▶ [PROVIDED ENTRIES]
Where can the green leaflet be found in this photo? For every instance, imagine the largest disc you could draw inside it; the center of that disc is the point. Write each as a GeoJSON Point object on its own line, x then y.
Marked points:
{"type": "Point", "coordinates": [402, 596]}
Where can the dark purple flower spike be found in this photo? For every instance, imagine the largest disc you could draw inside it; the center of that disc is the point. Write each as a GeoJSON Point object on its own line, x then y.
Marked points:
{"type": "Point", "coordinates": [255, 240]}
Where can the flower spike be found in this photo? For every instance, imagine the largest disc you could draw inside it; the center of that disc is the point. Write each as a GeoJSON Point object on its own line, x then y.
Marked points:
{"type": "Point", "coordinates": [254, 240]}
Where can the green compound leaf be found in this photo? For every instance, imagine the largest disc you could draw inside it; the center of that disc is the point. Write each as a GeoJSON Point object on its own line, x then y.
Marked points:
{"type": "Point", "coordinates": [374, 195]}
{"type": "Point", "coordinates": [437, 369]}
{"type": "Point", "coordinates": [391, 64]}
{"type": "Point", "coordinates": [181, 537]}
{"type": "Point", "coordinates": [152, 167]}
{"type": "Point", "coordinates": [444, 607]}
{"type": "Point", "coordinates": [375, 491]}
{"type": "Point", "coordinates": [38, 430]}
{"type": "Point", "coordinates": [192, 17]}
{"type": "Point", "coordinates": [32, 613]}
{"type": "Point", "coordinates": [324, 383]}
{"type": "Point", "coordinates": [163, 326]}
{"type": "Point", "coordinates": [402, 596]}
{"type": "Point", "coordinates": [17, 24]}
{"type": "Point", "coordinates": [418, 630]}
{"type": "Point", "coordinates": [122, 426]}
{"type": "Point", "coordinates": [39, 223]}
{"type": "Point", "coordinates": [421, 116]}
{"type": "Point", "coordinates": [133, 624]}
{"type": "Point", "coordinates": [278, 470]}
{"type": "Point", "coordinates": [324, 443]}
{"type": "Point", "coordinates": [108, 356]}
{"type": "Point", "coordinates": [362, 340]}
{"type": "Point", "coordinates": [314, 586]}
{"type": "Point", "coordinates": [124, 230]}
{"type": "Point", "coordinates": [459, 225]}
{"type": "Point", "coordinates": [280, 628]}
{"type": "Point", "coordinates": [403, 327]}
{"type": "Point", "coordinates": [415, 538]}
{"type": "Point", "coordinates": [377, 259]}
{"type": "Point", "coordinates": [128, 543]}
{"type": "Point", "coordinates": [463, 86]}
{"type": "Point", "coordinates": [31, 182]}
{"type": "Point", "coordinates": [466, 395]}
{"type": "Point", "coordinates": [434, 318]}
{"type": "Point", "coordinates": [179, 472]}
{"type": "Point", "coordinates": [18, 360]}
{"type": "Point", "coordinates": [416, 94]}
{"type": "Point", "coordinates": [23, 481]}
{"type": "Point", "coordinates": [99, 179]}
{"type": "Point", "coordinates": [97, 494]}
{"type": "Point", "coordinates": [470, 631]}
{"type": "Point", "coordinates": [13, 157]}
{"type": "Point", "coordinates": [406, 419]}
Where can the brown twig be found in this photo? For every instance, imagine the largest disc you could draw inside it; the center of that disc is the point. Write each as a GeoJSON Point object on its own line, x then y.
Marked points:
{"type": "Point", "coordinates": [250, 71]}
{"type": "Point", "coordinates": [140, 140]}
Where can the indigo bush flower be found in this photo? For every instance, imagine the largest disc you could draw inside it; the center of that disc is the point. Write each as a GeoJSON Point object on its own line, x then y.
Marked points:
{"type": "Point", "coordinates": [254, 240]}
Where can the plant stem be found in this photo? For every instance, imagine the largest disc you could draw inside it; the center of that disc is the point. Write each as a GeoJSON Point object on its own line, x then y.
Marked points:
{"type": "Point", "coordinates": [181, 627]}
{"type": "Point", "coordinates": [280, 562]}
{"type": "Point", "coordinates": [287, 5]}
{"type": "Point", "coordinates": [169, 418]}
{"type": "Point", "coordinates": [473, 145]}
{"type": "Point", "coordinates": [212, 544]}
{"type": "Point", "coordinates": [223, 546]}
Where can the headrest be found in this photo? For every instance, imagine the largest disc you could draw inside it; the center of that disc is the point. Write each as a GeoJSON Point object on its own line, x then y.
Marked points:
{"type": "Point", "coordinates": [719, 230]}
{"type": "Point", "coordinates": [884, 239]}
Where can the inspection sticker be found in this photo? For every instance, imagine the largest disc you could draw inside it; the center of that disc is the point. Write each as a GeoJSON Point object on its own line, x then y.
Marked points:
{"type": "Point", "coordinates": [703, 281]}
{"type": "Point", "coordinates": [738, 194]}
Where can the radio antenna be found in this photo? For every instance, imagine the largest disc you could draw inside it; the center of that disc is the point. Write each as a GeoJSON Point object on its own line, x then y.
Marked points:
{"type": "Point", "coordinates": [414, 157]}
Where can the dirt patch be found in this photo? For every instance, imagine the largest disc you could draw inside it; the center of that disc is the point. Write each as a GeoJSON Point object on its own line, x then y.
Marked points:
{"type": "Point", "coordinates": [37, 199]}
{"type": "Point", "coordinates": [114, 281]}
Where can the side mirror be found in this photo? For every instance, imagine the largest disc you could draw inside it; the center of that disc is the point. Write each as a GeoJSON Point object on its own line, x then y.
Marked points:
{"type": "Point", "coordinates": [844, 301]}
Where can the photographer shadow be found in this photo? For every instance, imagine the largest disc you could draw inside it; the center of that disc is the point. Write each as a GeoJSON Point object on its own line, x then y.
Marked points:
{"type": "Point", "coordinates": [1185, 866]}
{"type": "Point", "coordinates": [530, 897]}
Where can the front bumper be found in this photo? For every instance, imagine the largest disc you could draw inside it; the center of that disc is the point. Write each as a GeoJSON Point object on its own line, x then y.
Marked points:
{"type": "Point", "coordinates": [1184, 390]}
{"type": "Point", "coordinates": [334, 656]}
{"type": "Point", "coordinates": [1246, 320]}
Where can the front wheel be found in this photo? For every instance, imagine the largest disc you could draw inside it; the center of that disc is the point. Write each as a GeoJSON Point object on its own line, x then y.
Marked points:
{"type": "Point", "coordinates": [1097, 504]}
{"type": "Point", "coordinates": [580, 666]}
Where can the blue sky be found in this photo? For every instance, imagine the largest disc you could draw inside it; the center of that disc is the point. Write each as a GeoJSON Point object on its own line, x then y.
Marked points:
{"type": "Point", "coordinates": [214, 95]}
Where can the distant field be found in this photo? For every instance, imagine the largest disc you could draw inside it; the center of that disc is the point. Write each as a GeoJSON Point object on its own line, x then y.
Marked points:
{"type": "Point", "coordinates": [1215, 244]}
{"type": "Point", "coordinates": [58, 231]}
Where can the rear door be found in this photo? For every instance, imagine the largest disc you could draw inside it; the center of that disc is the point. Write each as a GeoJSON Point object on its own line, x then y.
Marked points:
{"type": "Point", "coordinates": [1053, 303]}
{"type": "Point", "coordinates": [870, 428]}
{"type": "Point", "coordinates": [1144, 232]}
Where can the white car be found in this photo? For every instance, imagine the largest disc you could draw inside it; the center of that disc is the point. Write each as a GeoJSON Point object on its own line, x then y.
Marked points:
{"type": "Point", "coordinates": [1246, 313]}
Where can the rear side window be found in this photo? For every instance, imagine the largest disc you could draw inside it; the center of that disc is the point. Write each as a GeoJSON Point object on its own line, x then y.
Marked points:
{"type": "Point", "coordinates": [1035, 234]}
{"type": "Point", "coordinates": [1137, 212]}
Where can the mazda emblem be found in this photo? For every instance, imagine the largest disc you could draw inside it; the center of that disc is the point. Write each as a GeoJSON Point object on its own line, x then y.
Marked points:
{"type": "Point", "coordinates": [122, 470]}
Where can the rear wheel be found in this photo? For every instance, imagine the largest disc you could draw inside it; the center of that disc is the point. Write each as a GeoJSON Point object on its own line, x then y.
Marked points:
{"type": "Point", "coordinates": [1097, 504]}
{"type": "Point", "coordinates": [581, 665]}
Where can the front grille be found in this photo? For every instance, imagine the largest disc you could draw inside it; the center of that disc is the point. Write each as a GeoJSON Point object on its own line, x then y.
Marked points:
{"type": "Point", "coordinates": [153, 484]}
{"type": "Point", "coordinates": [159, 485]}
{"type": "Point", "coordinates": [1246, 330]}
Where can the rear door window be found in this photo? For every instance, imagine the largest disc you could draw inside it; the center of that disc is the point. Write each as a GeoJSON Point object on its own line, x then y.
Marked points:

▶ [EXERCISE TASK] Reproduce verbatim the stretch of the material above from the line containing "Where can the front grille" through the last line of the material, both ends included.

▶ [OUTPUT BELOW]
Where can the front grille be found in this photo? For every instance, imagine the largest disc you could draw inside it; the center of that disc is the point. Write each as a GeoJSON Point object on its own line, x then y.
Marked points:
{"type": "Point", "coordinates": [153, 484]}
{"type": "Point", "coordinates": [159, 485]}
{"type": "Point", "coordinates": [1246, 330]}
Where can the rear door window be found in this photo? For every instance, imagine the largest disc you could draw inside it; the center of that disc is the point. Write each as a GeoJSON Point object on its own line, x then y.
Marked points:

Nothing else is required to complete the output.